[Raw records]
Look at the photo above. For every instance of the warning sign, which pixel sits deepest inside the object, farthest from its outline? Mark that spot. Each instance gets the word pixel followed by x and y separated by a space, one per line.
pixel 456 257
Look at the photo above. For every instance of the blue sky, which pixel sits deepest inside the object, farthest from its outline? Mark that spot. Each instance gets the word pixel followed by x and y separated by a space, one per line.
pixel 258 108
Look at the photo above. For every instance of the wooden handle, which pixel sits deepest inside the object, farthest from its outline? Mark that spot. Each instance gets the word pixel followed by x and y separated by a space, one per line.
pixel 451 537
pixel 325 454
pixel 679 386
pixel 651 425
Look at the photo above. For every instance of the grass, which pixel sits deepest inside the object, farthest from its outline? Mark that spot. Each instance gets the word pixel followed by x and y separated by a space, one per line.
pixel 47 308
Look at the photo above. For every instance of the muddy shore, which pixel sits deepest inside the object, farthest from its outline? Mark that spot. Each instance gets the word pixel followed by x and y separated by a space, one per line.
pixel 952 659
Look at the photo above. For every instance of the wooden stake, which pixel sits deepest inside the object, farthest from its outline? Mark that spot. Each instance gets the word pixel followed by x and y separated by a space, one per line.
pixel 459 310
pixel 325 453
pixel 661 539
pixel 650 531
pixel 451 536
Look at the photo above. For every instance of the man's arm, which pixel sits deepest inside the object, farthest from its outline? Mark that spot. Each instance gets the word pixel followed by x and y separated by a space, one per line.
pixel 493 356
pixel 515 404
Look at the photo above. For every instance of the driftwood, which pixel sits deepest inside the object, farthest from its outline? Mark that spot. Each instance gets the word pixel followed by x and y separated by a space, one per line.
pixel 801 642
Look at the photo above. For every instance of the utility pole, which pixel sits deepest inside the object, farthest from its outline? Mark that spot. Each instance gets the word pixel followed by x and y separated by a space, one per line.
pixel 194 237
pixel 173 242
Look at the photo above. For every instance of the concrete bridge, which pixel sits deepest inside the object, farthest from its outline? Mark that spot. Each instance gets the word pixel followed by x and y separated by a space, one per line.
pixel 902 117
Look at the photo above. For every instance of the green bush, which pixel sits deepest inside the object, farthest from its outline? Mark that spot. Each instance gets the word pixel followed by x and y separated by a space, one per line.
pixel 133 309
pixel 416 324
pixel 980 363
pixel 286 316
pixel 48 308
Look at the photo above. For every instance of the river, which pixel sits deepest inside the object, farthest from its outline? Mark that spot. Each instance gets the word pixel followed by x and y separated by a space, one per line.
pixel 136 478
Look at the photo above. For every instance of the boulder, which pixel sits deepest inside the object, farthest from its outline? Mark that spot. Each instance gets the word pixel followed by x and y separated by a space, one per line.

Aim –
Rewrite all the items with "outline" swapped for "boundary" everywhere it occurs. Leave every other word as it is.

Answer to the task –
Look at the photo above. For every instance of the warning sign, which pixel sits deepest inside the object, farthest from its boundary? Mark that spot. Each instance gets the word pixel followed by x and y separated by a space, one per line.
pixel 456 257
Look at the photo above. For every instance of the blue sky, which pixel sits deepest inside the object, farthest from its boundary? Mark that spot. Each instance gets the word pixel followed by x and y separated by a space, one per line.
pixel 258 108
Look at the photo above. For every instance of the wooden handle, which pixel sits deepest inside the object, farthest from its boundary? Mark that spot. Each instance gets the word pixel followed by x and y separated by a space, one per line.
pixel 451 537
pixel 325 454
pixel 679 386
pixel 651 425
Look at the photo above. For every instance of the grass, which pixel sits deepest inside the object, farthest from its boundary? Mark that spot. Each instance gets the word pixel followed by x and y separated by a space, one per line.
pixel 47 308
Look at the photo above. For every instance of the muddy shore, which pixel sits deepest inside the object, farthest from its boundary? Mark that spot. Each instance gets the word pixel followed by x and y separated by a space, one per line.
pixel 952 659
Look at the photo above. For every instance of the wooden stake, which pixel sits deepest inside the object, farthest from its boundary? Mark that spot. Each instance gets the word pixel followed by x and y separated by a space, one per line.
pixel 459 310
pixel 325 453
pixel 661 539
pixel 650 531
pixel 451 536
Look at the photo above. For every instance of the man's arm, which pixel sits deepest inside the object, farthest from its boundary? Mark that spot. Each instance gets the word pixel followed by x and y separated by a space, one per line.
pixel 493 356
pixel 515 404
Look at the photo above. For every instance of the driftwood, which pixel sits deepest inside the object, farthest from its boundary? Mark that spot. Each instance gets the word pixel followed by x and y separated by a space, one per line.
pixel 801 642
Look at the photo above. For every instance of the utility pole, which pixel sits deepest inside the object, farthest from its boundary? Mark that spot. Each instance gets the word pixel followed by x and y separated by a space, one per line.
pixel 194 237
pixel 173 242
Look at the photo above. For every instance of the concrete bridge, which pixel sits deepest inside the object, farthest from its boundary? Mark that spot. Each instance gets the word pixel followed by x and y separated by a space, one per line.
pixel 902 117
Look at the photo above. For every instance of the green bush, which pixel sits deepest inside the object, farthest from its boundary? Mark that spot. Each instance gets the word pixel followed by x and y separated by a space, one per line.
pixel 133 309
pixel 416 324
pixel 980 363
pixel 286 316
pixel 48 308
Look at the photo above. For every instance of the river, which pixel sits deepest inside the object, farthest from its boundary? Mark that spot. Each instance gets the word pixel followed by x and y separated by a space, one per line.
pixel 136 478
Look at the photo above. For every instance of the boulder, which pixel sits deepest inside the object, farthest from its boundary? Mark that spot. Each instance gets the word pixel followed by x and y separated by a space, one per line.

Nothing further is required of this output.